Have you ever tried to figure out the cost of a field trip? Take a look at this dilemma.

Carl is working on bus costs for his class trip to the amusement park. Since the amusement park is two hours away, Carl’s idea was for his class to take a greyhound bus instead of a school bus. Mrs. Hawk, Carl’s teacher, is alright with the idea as long as it doesn’t cost too much money.

Mrs. Hawk has said that she would like the cost per student to not exceed $20.00.

The amusement park ticket is $14.50.

The bus cost per person is unknown at this point.

Carl wrote the following equation to figure out bus cost per person.

\begin{align*}\$14.50+x=\$20.00\end{align*}

Now Carl has a dilemma. He needs to figure out how much the bus can cost per person without exceeding the twenty dollar limit. To figure this out, he will need to solve this equation.

**In this Concept, you will learn how to solve single variable equations like this one. Pay attention and you can help Carl at the end of the Concept.**

### Guidance

In the last Concept you learned how to write an addition equation from a phrase. To do this, you looked for key words that mean addition, words like sum and plus.

Five plus an unknown number is ten.

**Here is our equation.**

\begin{align*}5+x=10\end{align*}

Now that you have learned how to write single-variable equations, our next step is to learn how to solve them.

**What does it mean to solve a single-variable equation?**

To solve a single-variable equation means that you are going to figure out the value of the variable or the unknown number.

**We can do this in a couple of ways.**

The first way is to use mental math. Let’s look at the equation that we just wrote.

\begin{align*}5+x=10\end{align*}

Using mental math you can ask yourself, “Five plus what number is equal to 10?”

**The answer is 5.**

**You can check your answer too.** To do this, simply substitute the value for \begin{align*}x\end{align*} into the equation and see if it forms a true statement.

===============

• Instructions for the task
Rewrite the field trip lesson from "Carl is working" up to and including "ticket is $14.50.", replacing "amusement park" with "water park" throughout.

===============

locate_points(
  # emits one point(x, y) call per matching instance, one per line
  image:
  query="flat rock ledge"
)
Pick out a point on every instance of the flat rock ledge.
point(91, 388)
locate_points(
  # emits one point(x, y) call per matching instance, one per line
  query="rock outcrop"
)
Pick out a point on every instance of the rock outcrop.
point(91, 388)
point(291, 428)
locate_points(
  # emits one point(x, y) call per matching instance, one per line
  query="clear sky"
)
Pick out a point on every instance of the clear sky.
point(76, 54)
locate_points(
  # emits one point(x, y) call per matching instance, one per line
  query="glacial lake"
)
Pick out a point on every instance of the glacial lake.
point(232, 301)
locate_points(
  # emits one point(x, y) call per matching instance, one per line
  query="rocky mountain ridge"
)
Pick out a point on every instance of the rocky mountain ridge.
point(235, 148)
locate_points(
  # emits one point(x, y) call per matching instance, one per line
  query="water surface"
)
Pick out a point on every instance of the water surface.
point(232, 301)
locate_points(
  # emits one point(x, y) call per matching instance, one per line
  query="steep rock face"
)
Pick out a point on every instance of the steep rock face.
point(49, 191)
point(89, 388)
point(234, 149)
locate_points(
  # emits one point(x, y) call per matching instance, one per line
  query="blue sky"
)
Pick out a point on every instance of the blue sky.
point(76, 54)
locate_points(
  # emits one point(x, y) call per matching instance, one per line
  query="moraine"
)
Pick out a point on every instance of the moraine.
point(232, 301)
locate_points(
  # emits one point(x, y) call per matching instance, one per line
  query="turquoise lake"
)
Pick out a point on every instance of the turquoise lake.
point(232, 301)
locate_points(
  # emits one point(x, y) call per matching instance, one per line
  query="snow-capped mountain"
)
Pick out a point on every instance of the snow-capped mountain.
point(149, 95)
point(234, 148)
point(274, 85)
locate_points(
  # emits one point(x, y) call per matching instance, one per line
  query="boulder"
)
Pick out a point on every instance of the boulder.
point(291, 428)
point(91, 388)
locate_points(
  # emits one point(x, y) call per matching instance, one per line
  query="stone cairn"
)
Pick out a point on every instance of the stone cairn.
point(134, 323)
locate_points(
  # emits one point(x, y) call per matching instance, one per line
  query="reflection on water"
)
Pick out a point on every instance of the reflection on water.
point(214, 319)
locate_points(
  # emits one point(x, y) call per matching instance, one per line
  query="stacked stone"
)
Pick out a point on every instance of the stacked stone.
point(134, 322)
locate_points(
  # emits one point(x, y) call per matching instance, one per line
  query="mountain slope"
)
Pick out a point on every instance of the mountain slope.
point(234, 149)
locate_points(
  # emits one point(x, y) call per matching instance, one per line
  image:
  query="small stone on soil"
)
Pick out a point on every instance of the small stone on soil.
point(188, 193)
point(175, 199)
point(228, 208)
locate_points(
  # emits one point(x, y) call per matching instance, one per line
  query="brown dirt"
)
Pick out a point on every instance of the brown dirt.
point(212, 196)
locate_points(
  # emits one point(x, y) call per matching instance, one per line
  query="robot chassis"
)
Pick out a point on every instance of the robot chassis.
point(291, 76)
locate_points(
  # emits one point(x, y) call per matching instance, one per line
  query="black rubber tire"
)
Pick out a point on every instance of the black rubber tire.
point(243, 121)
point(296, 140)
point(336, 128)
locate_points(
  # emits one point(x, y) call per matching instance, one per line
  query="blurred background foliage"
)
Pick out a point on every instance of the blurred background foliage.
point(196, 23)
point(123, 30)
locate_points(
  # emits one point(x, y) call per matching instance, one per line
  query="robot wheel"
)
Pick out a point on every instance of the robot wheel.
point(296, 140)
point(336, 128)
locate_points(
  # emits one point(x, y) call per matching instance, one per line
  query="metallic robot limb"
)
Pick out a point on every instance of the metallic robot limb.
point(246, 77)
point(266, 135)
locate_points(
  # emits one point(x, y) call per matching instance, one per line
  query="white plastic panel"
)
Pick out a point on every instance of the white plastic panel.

===============

• Task result
Carl is working on bus costs for his class trip to the water park. Since the water park is two hours away, Carl’s idea was for his class to take a greyhound bus instead of a school bus. Mrs. Hawk, Carl’s teacher, is alright with the idea as long as it doesn’t cost too much money.

Mrs. Hawk has said that she would like the cost per student to not exceed $20.00.

The water park ticket is $14.50.